TEXT SHOWN -
□ □ □ □
2. Next you should assess the resources available to you in the case of an emergency. Resources include people, systems, and equipment both within your business and from elsewhere. What gaps do you have? For example, if you suddenly lose power to your building, do you have or need flashlights, radios, walkie talkies, etc? If a customer has a heart attack, do you have an AED? Do you have an alert system to warn all employees in the case of emergency or do you need to find another way to communicate to all employees? Talk to your local police office and fire department to find out what resources they recommend.

 

3. Create protective actions for life safety and threat-specific emergency procedures. Where should everyone shelter in place? What are the evacuation routes? What happens during a lock down? Make sure emergency exits are clearly marked, identify an assembly area if the building is evacuated, and determine if you need an evacuation team that assists in evacuations, ensures everyone is accounted for at the assembly area, and so forth. Create a shelter-in-place plan that warns everyone to move away from windows and to move to the core of the building and make sure you choose the right location to seek shelter. Consider the threat-specific emergencies you may face and create any necessary procedures. For example, if you run a daycare facility, you may need to create an action plan for a child abduction or if you have a construction company, you may need to create an action plan for a structure collapse.
□ □ □ □
Extracted data entries -
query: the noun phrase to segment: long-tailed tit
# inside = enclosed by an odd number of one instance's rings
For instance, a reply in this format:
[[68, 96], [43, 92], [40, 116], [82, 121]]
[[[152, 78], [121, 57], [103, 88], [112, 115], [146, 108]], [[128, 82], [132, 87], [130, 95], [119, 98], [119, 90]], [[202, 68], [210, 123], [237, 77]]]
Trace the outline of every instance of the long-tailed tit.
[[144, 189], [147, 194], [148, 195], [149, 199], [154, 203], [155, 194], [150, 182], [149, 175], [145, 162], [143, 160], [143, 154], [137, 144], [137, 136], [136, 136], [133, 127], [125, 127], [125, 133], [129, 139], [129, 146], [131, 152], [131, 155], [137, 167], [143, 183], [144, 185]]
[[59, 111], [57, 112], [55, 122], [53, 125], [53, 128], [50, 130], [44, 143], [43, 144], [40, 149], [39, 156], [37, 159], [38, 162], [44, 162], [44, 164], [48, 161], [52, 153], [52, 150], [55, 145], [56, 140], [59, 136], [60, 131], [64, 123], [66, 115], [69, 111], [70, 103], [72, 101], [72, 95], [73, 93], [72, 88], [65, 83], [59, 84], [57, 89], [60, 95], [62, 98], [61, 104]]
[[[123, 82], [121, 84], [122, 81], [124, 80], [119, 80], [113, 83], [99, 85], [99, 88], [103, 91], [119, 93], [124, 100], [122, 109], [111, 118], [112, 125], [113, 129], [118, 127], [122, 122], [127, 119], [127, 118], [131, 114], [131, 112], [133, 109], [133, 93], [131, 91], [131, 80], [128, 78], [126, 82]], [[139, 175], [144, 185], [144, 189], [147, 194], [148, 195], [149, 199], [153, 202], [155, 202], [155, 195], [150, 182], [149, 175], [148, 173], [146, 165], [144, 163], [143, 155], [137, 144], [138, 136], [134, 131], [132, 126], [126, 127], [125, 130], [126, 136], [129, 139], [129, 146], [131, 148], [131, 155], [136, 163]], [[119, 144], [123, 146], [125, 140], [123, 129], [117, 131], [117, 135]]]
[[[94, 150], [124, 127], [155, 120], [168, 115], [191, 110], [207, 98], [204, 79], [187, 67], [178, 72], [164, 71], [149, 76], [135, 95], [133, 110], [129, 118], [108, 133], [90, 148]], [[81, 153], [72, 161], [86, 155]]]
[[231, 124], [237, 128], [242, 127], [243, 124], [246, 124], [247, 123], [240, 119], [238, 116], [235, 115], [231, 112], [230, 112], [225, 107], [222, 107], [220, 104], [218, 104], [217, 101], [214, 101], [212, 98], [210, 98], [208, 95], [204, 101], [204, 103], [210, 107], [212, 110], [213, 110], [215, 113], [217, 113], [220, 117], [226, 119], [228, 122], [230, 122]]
□ □ □ □
GIVEN REQUEST 1 -
Using the emergency planning text, answer:
(a) Which two local agencies should you talk to about recommended resources?
(b) What equipment is named for a customer who has a heart attack?
(c) According to the shelter-in-place plan, where should everyone be warned to move?
GIVEN REQUEST 2 -
Return the portion of the emergency planning text between "2. Next you" and "resources they recommend.", inclusive.

COMPLETE ANSWER 1 -
(a) The local police office and the fire department.
(b) An AED.
(c) Away from windows and to the core of the building.

COMPLETE ANSWER 2 -
2. Next you should assess the resources available to you in the case of an emergency. Resources include people, systems, and equipment both within your business and from elsewhere. What gaps do you have? For example, if you suddenly lose power to your building, do you have or need flashlights, radios, walkie talkies, etc? If a customer has a heart attack, do you have an AED? Do you have an alert system to warn all employees in the case of emergency or do you need to find another way to communicate to all employees? Talk to your local police office and fire department to find out what resources they recommend.